> **Отрывок документа**:
Мне хотелось бы когда-нибудь написать целую книгу о Волошине, я назвал бы ее “Pontifex maximus” *(Верховный жрец (лат.)) — потому что основным в образе Волошина было нечто жреческое, нечто античное. У меня есть материал для такой книги -записи 1924 года (Волошин в Ленинграде и Детском Селе), 1925 (мое пребывание в Коктебеле), 1927 (приезд Волошина в Ленинград, выставка его акварелей) и 1932 (смерть Волошина, мой доклад о нем в Цехе художников). <...>
Впервые я увидел Волошина весной 1924 г. на площади Островского, около Публичной библиотеки. Он шел под руку с женой по направлению к Невскому, по-видимому, только что побывав у Е. С. Кругликовой, живущей против Александрийского театра. Я узнал его по фотографиям и по рисунку Головина. Надо ли говорить, как необычайна была его фигура на фоне Петербурга? В ней не было, прежде всего, ничего “петербургского”: ни в поступи, чуть грузной, но твердой и решительной, ни в многоволосье низкопосаженной, короткошеей головы, ни в костюме (короткие штаны и чулки). На ходу я не успел вглядеться в его глаза, в очертания рта и запомнил, главным образом, своеобразный склад фигуры — очень дородной, плечистой, животастой, с короткими руками и ногами; голову — с пепельной шапкой кудрей, с округлой рыжевато-седой бородой, торчащей почти горизонтально над мощной, широкой грудью. Волошина не раз сравнивали то с Зевсом-олимпийцем, то с русским кучером-лихачом, то с протопопом; сравнивали с Гераклом и со львом. Все это, в общем, верно, но в частности — не точно. Этот “Геракл” не мог бы разорвать пасть льву, потому что лев был в нем самом (tat twam asi *(Это — тоже ты (санскр.))). Этот кучер не сел бы на облучок тройки, потому что помнил триумфальное величие античных колесниц. Он не принял бы сан иерея, потому что знавал когда-то глубокие тайны элевсинских мистерий.
Казалось бы, из этой фигуры легко сделать гротеск — так много в ней отступления от “нормы”,— но неизвестно, кого же, собственно, пародировать — московского купчика или евангельского апостола? К тому же чувство достоинства, спокойствие, сановитость, которыми дышала эта фигура, отбивали охоту к шаржу.
Познакомился я с М. А. через несколько дней на квартире Бернгардта1, где он остановился по приезде в Ленинград.
С первых же слов он очаровывал: неторопливые, негромкие, мягкие слова (без всяких лишних вставок и добавок, часто засоряющих нашу разговорную речь) проникали в сознание, словно строчки стихов, набранных четким и округлым старинным шрифтом, и запоминались легко, как хорошо сделанные стихи.

> **Цель задания**: Воспроизведите дословно часть отрывка о Волошине, начиная со слов «Познакомился я с» и продолжая до слов «хорошо сделанные стихи.» включительно. Список ниже никак не связан с отрывком о Волошине.

[Исходный список]
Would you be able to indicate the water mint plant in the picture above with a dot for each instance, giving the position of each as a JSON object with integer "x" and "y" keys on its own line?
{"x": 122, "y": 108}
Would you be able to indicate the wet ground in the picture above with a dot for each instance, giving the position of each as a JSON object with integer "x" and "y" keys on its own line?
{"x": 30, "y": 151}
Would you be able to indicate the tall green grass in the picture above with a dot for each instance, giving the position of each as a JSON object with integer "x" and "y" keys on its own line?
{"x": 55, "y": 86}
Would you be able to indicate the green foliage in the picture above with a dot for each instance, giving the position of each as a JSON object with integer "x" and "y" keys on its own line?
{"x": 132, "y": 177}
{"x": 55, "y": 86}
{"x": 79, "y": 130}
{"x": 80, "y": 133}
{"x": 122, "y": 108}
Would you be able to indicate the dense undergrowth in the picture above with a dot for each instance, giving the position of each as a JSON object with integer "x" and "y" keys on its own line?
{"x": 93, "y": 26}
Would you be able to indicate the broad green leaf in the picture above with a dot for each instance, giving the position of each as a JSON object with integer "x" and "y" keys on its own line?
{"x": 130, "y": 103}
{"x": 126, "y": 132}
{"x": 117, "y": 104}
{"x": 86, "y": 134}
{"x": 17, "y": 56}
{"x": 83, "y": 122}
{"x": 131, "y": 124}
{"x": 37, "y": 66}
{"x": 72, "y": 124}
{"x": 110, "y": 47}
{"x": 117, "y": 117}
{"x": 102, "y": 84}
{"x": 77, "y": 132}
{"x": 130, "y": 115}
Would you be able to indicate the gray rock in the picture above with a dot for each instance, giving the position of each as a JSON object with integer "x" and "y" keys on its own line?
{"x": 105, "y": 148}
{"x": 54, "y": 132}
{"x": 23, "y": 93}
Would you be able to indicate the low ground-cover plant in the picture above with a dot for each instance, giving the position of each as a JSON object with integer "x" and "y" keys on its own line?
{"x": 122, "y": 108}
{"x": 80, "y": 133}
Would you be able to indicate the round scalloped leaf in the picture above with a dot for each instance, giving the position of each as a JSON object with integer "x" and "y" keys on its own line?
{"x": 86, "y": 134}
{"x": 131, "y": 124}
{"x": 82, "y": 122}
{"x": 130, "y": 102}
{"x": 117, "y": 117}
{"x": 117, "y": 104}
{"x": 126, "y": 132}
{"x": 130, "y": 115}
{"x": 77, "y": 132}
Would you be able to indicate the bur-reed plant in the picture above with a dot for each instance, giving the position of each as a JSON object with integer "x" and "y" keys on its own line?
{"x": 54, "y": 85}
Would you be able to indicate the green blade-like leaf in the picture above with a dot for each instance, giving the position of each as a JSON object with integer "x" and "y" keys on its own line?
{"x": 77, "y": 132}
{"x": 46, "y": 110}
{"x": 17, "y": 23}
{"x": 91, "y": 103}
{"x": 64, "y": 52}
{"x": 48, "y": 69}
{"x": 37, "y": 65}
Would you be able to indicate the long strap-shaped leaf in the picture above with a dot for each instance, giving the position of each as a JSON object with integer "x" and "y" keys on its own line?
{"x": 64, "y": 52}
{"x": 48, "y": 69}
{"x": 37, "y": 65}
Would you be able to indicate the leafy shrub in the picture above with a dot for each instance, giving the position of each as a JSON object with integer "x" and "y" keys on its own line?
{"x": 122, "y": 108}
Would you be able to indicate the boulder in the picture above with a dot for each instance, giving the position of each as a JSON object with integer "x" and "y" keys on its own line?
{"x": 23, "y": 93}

> **Правильный результат**:
Познакомился я с М. А. через несколько дней на квартире Бернгардта1, где он остановился по приезде в Ленинград.
С первых же слов он очаровывал: неторопливые, негромкие, мягкие слова (без всяких лишних вставок и добавок, часто засоряющих нашу разговорную речь) проникали в сознание, словно строчки стихов, набранных четким и округлым старинным шрифтом, и запоминались легко, как хорошо сделанные стихи.